EXERCISE PROMPT: Give back every entry in full, exactly as it reads.

Extracted records:
_ _ _ _ _
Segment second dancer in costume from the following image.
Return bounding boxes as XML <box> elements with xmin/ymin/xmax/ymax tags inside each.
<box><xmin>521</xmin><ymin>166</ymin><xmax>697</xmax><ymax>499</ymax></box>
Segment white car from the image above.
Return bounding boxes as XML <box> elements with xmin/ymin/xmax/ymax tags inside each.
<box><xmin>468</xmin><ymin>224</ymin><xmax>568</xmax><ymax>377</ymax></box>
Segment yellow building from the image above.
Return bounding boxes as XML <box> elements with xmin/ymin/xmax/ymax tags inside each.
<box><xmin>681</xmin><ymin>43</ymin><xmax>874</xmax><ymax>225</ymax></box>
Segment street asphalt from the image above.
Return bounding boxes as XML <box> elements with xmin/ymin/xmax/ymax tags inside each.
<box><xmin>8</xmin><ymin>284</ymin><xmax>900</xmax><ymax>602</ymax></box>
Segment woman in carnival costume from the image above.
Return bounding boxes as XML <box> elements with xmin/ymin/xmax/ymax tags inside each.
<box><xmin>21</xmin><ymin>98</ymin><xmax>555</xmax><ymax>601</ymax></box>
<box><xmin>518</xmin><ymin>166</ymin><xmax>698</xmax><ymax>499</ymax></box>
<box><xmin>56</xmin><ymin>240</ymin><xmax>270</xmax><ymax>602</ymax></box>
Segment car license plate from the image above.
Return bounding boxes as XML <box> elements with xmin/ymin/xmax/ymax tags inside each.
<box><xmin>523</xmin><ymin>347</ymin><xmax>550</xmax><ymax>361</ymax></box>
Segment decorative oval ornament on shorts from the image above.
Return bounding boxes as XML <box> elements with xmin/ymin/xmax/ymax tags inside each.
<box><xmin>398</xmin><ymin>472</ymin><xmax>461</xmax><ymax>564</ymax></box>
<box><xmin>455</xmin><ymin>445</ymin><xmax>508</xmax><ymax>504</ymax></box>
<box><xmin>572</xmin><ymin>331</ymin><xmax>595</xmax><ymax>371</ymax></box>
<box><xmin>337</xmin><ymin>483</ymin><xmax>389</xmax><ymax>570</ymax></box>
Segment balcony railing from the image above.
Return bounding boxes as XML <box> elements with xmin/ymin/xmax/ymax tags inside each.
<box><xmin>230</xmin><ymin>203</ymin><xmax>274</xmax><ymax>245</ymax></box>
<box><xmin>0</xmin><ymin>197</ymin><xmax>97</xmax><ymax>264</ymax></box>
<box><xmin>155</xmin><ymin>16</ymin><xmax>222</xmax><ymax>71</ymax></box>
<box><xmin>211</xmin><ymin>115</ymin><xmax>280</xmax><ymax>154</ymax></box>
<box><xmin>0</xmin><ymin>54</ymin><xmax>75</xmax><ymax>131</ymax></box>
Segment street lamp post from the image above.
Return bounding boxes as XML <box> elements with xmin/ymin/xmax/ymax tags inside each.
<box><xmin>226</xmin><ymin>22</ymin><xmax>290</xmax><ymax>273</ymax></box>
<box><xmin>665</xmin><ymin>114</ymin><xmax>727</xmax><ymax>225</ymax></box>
_ _ _ _ _
WRITTEN ANSWER:
Segment second dancer in costume from the following image.
Return bounding boxes as XML <box> elements with xmin/ymin/xmax/ymax tags inside each.
<box><xmin>521</xmin><ymin>166</ymin><xmax>697</xmax><ymax>499</ymax></box>
Segment white car from the image above.
Return bounding boxes as XML <box> elements with xmin/ymin/xmax/ymax tags inside each.
<box><xmin>468</xmin><ymin>224</ymin><xmax>568</xmax><ymax>377</ymax></box>
Segment yellow building from the image above.
Return bounding boxes as XML <box> elements with xmin/ymin/xmax/ymax tags inside each.
<box><xmin>681</xmin><ymin>43</ymin><xmax>874</xmax><ymax>225</ymax></box>
Segment street asphalt from the image above.
Return bounding boxes as XML <box> elements with xmin/ymin/xmax/ymax tags inside each.
<box><xmin>8</xmin><ymin>284</ymin><xmax>900</xmax><ymax>602</ymax></box>
Segment woman in carnival costume from the image above.
Return bounding boxes as XML <box> elements with xmin/ymin/xmax/ymax tags inside each.
<box><xmin>21</xmin><ymin>98</ymin><xmax>555</xmax><ymax>601</ymax></box>
<box><xmin>518</xmin><ymin>166</ymin><xmax>698</xmax><ymax>499</ymax></box>
<box><xmin>56</xmin><ymin>240</ymin><xmax>270</xmax><ymax>602</ymax></box>
Segment car license plate from the image above.
Return bounding boxes as XML <box> elements with xmin/ymin/xmax/ymax tags inside each.
<box><xmin>523</xmin><ymin>347</ymin><xmax>550</xmax><ymax>361</ymax></box>
Segment decorative oval ornament on shorts from the image above.
Return bounding boxes as XML <box> elements with xmin/ymin/xmax/ymax tags inside each.
<box><xmin>398</xmin><ymin>472</ymin><xmax>461</xmax><ymax>564</ymax></box>
<box><xmin>455</xmin><ymin>445</ymin><xmax>508</xmax><ymax>504</ymax></box>
<box><xmin>572</xmin><ymin>331</ymin><xmax>595</xmax><ymax>371</ymax></box>
<box><xmin>337</xmin><ymin>483</ymin><xmax>389</xmax><ymax>570</ymax></box>
Segment balcony railing from the image above.
Return bounding boxes as XML <box> elements with xmin/ymin/xmax/ymax tags inside each.
<box><xmin>230</xmin><ymin>203</ymin><xmax>274</xmax><ymax>245</ymax></box>
<box><xmin>0</xmin><ymin>197</ymin><xmax>97</xmax><ymax>264</ymax></box>
<box><xmin>155</xmin><ymin>16</ymin><xmax>222</xmax><ymax>71</ymax></box>
<box><xmin>211</xmin><ymin>115</ymin><xmax>280</xmax><ymax>154</ymax></box>
<box><xmin>0</xmin><ymin>54</ymin><xmax>75</xmax><ymax>131</ymax></box>
Segment street lamp post from the image above.
Return bounding boxes as XML <box> elements with xmin/ymin/xmax/ymax tags inside each.
<box><xmin>226</xmin><ymin>22</ymin><xmax>290</xmax><ymax>273</ymax></box>
<box><xmin>665</xmin><ymin>114</ymin><xmax>727</xmax><ymax>225</ymax></box>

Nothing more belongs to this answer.